### Required task 1:
Reproduce the passage of the blog post below that begins at "#2: Not like" and ends at "on the voice-overs...".
── Extracted text
Monday, November 23, 2009

Fierce Bitch of the Moment

Amber Riley (aka Mercedes on Fox's guilty pleasure musical show Glee)

If you know Glee, then you know that Amber Riley is fierce. As resident badass diva Mercedes, the beyond talented Miss Riley is a powerhouse of vocal ability. Her voice will send chills down your spine and dare I say, even give you full-body goosebumps. Hop over to iTunes and download Glee Season 1: The Music Vol. 1. Volume 2 comes out December 8, so your holiday of happiness and song will be complete.

Gleeking hardcore,

Hannah

Saturday, November 21, 2009

Oh, Come On!

O.K., so just in case you weren't already absolutely certain that Lifetime is the worst channel ever, they go and release this shameful piece of television cinema. It tells the story of a young man and former wrestler, whose sister is brutally murdered, who forms a strange (and way too sexual for primetime TV) bond with a widow, who has a deaf son. [Got it? Me neither.] The fact that I have seen this movie and am able to sufficiently rant about it makes me physically angry.

#1: Could this poster for the movie be a little more Photoshopped? Michelle Pfeiffer looks like she's made out of clay. And when has natural light ever hit people's bodies in that many different places at once?

#2: Not like it's a big surprise, but the acting in this film is beyond atrocious. Ashton Kutcher tries to play troubled, but ends up coming off nutty. In one particularly ridiculous scene, he pretends to cry while wearing a chicken costume. Michelle Pfeiffer mostly relies on her strategically tousled hair. And don't even get me started on the voice-overs...

#3: The whole movie is crazy confusing and hard to watch, due to the fact that it attempts to be very artsy and overly dramatic. It has a sort of gray filter over the whole thing and there are endless amounts of camera shots approximately one centimeter from the characters' faces.

I've already spent way too much time on this subject. The moral of the story is: if your Tivo thinks that it's taping this movie for you, tell your Tivo no.


Many moans,

Hannah

Saturday, November 14, 2009

Oh Snap

We've got tickets to the midnight showing (well, 12:02 if you want to get technical).

Do you?
────
── Excerpted data
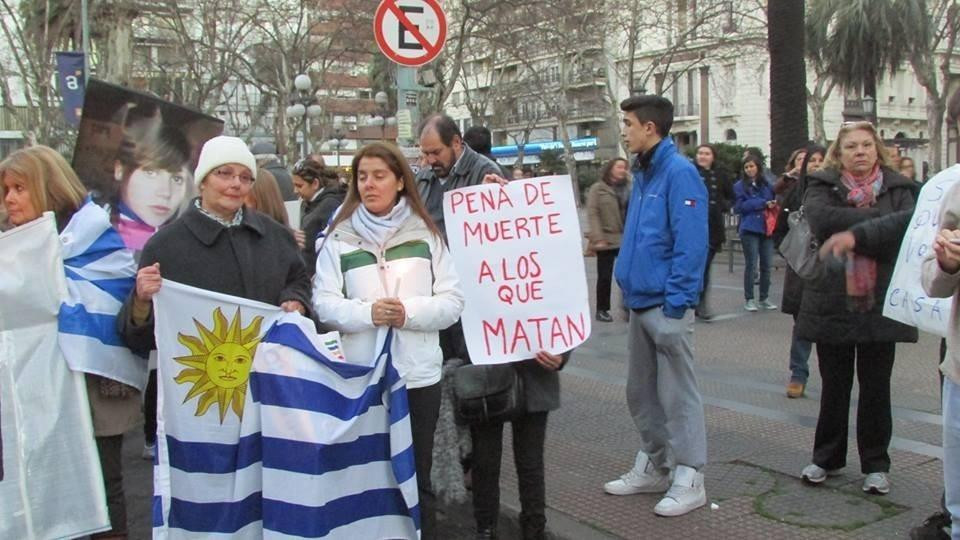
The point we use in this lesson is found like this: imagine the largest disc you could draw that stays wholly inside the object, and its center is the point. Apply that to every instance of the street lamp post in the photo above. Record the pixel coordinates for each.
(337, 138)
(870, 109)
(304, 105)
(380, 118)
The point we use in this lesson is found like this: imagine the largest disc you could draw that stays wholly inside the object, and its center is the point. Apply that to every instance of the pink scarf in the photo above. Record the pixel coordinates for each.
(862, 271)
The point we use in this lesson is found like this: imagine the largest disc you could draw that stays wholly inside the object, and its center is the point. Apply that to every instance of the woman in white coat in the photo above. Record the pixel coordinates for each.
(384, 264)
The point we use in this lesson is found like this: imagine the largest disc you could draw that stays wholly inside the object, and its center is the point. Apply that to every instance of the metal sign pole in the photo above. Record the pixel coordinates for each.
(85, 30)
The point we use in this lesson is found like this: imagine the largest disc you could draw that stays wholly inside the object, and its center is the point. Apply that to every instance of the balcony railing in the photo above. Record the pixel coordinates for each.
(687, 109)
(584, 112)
────
── Excerpted data
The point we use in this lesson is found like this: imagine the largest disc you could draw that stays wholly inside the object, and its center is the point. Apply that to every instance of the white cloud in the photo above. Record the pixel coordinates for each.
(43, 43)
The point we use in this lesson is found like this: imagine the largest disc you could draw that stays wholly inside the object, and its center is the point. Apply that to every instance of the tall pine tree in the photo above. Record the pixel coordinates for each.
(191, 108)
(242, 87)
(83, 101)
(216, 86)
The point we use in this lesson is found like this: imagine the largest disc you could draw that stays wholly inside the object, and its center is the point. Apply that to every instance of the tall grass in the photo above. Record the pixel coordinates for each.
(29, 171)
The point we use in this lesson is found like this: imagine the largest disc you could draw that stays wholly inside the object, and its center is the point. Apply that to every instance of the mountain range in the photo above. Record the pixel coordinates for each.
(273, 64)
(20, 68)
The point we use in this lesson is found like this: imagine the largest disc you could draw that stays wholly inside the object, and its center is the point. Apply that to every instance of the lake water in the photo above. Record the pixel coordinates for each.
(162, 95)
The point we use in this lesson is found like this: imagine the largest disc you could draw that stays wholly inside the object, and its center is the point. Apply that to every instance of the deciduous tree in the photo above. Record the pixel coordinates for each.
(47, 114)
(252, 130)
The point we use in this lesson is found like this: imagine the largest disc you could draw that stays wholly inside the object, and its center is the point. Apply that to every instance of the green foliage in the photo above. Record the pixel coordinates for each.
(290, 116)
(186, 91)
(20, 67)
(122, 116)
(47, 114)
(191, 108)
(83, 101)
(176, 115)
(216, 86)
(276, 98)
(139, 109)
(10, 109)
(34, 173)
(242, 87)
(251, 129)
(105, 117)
────
── Excerpted data
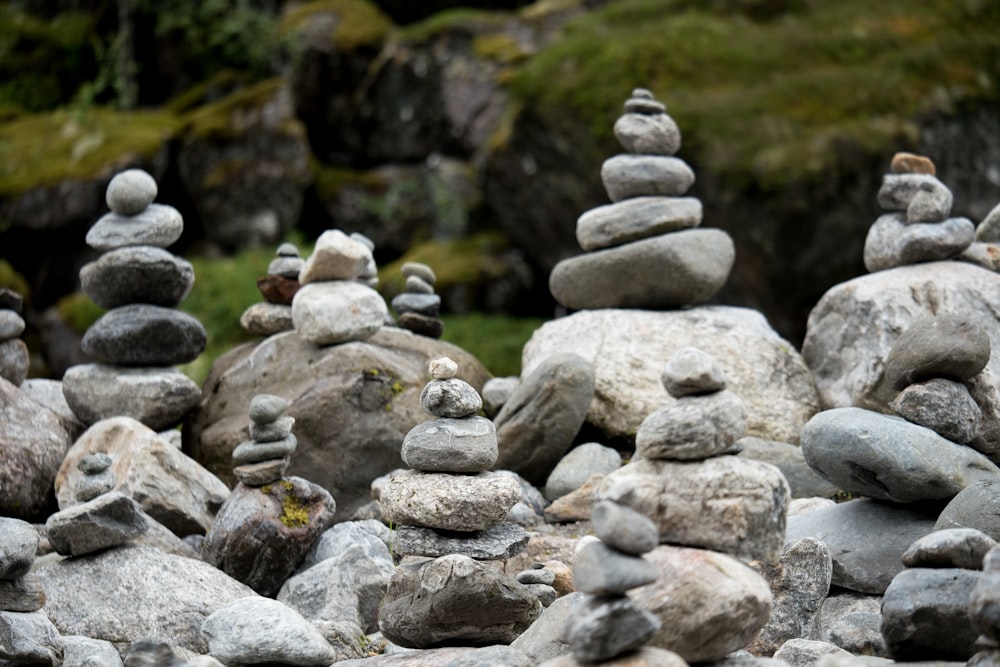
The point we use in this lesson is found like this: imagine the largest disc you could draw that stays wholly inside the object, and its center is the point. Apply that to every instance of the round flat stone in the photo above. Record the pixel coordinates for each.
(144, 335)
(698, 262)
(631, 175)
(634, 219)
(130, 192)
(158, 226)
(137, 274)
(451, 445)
────
### Required task 2:
Find every line in the records above that contains the word "white", and copy each such line. Case matters.

### Final result 1:
#2: Not like it's a big surprise, but the acting in this film is beyond atrocious. Ashton Kutcher tries to play troubled, but ends up coming off nutty. In one particularly ridiculous scene, he pretends to cry while wearing a chicken costume. Michelle Pfeiffer mostly relies on her strategically tousled hair. And don't even get me started on the voice-overs...

### Final result 2:
The point we use in this lesson is found like this: imagine the largest disc you could draw that stays wholly inside the object, and its center is the point. Apply that to every instance of the woman in white coat in the photo above. Record the pixel coordinates for each.
The point we use in this lesson is found like this: imagine the largest disc you could draw that stays wholly inside the object, and its center is the point. Apply that to every instance of the white cloud in the photo above. Record the pixel coordinates for each.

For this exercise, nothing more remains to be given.